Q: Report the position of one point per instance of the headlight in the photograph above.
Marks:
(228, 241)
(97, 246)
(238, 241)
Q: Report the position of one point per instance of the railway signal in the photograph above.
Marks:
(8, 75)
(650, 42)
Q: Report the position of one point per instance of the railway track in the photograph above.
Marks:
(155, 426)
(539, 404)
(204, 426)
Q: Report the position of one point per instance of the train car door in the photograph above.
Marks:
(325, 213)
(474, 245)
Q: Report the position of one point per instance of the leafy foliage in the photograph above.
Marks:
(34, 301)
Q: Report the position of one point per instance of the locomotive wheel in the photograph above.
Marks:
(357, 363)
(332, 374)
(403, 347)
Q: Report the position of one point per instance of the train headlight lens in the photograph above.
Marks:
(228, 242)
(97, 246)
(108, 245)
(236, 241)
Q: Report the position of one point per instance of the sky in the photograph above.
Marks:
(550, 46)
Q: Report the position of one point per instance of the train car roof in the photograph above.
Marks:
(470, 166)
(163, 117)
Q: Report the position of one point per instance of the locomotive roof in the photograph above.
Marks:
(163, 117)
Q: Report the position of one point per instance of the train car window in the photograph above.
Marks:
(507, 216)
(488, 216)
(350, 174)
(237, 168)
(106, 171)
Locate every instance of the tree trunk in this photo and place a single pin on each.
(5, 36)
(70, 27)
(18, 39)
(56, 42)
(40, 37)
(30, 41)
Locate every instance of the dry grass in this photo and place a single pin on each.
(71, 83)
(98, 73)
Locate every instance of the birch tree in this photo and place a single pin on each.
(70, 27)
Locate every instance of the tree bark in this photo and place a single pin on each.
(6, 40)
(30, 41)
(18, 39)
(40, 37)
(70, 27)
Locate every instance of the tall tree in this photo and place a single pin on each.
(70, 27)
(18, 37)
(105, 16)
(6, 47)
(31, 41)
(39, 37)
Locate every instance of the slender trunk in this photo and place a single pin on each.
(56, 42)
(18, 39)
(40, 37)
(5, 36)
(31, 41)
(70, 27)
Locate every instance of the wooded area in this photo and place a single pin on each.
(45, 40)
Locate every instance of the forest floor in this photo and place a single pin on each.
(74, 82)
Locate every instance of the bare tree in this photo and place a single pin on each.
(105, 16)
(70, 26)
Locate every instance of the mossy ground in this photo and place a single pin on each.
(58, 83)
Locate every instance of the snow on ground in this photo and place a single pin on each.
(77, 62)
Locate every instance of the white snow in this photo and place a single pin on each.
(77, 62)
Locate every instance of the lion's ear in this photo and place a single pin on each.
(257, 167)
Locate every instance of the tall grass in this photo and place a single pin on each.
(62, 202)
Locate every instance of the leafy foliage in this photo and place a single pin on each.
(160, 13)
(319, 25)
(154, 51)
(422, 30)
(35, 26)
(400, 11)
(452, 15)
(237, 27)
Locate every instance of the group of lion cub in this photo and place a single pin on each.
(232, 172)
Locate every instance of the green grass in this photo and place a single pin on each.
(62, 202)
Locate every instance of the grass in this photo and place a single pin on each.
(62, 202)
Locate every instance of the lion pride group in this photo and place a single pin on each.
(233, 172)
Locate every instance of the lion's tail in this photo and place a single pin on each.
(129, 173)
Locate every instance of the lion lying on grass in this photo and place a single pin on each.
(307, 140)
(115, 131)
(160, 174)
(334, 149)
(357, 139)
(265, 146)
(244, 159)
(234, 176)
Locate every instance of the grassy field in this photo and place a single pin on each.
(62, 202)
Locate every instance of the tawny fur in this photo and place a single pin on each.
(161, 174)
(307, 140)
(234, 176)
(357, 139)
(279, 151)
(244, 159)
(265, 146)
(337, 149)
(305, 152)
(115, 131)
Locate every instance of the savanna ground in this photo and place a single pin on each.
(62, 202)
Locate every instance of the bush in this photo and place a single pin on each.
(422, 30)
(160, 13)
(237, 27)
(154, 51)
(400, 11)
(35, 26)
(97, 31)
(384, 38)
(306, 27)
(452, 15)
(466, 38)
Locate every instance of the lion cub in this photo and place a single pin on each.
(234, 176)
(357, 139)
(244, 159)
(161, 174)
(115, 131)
= = = = =
* _PROBLEM_
Return every line holding the word "position" from the records.

* _EXERCISE OUTPUT_
Q: Report the position of one point per instance of the headlight in the photograph above.
Q: Report the position of one point per instance of the railway signal in the photograph above.
Q: Report the position of one point per instance of the railway track in the photograph above.
Q: Report the position of one point per instance of the train car door in the photograph above.
Q: Report the position of one point per instance of the leafy foliage in the photograph above.
Q: Report the position of one point per instance of the locomotive wheel in the photograph above.
Q: Report the position of one point per instance of the train headlight lens in the photograph above.
Q: Report the position of one point per instance of the sky in the photograph above.
Q: Report the position of one point per instance of the train car roof in the photograph above.
Q: Report the position of one point per instance of the locomotive roof in the photograph above.
Q: Report the position of one point per instance of the train car window in the photograph above.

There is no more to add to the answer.